▶ **GOAL OF THE EXERCISE**
Find every line in the records below that contains the string "brown". Copy each of those lines, treating uppercase and lowercase as different.

=== DATA EXCERPTS ===

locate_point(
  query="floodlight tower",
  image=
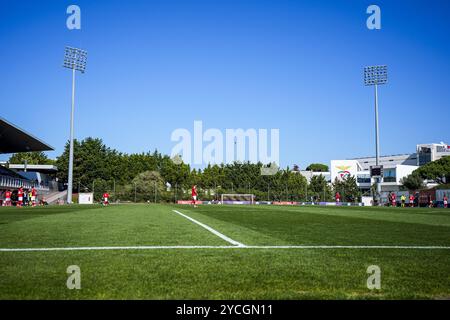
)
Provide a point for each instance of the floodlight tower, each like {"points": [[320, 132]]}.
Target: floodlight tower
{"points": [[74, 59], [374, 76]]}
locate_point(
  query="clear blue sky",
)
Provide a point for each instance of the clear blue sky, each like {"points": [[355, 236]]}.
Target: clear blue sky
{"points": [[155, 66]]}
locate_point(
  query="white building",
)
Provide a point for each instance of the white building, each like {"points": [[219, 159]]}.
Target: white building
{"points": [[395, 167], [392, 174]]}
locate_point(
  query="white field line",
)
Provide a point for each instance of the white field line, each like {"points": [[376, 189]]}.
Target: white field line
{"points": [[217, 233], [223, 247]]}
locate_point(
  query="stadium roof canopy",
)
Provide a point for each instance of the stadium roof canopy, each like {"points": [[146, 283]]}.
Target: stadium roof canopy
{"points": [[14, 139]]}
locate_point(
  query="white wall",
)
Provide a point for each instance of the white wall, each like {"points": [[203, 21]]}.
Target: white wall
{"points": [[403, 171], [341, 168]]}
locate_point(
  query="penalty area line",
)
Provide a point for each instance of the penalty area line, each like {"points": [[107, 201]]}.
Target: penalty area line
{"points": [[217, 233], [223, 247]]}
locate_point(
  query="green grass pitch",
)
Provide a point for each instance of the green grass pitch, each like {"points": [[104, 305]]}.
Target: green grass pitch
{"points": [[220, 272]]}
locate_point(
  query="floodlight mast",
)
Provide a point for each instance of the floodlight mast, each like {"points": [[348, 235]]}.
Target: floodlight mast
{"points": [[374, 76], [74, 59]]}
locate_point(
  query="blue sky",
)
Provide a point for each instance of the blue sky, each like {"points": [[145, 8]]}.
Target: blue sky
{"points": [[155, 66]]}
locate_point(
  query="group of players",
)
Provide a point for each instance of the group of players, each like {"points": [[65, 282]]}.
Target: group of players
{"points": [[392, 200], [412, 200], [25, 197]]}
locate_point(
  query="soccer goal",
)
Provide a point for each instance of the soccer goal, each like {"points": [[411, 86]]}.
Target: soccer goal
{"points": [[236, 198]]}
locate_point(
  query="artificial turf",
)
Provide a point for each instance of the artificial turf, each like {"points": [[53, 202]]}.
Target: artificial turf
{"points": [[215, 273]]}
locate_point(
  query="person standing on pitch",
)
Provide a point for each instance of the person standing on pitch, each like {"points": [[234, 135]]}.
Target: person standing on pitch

===
=== DATA EXCERPTS ===

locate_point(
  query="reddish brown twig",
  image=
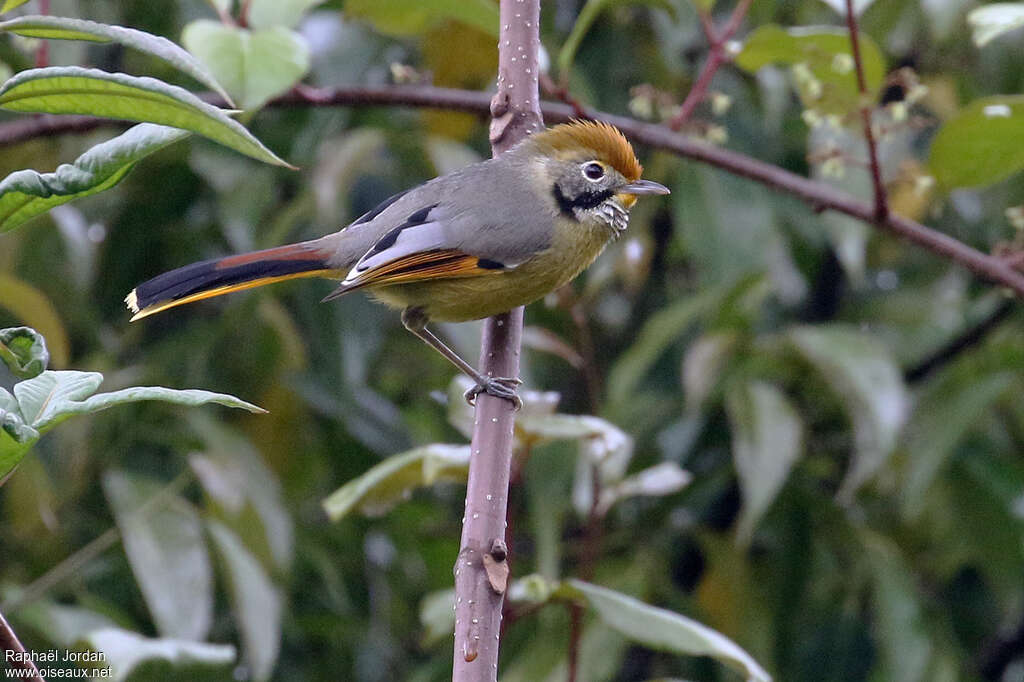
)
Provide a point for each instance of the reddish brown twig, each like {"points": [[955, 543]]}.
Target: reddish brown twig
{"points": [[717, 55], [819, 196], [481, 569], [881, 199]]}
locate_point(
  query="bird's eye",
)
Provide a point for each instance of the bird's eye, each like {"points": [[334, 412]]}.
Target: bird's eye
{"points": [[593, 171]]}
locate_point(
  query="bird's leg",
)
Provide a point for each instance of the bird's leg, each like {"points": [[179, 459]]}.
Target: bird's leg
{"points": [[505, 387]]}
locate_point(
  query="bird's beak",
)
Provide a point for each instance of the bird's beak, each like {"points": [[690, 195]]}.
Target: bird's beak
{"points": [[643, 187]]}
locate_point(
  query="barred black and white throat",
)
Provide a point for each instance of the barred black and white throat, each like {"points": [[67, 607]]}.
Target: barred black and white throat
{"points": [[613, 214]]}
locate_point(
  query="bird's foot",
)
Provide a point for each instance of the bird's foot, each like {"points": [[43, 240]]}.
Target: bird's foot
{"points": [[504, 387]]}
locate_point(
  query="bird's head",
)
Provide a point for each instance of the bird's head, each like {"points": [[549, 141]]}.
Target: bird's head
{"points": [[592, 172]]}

===

▶ **TASK ANSWER**
  query="reddish brown twig",
Provide a point for each instance of the reddish brown twig, each like {"points": [[955, 543]]}.
Target: reddish brown twig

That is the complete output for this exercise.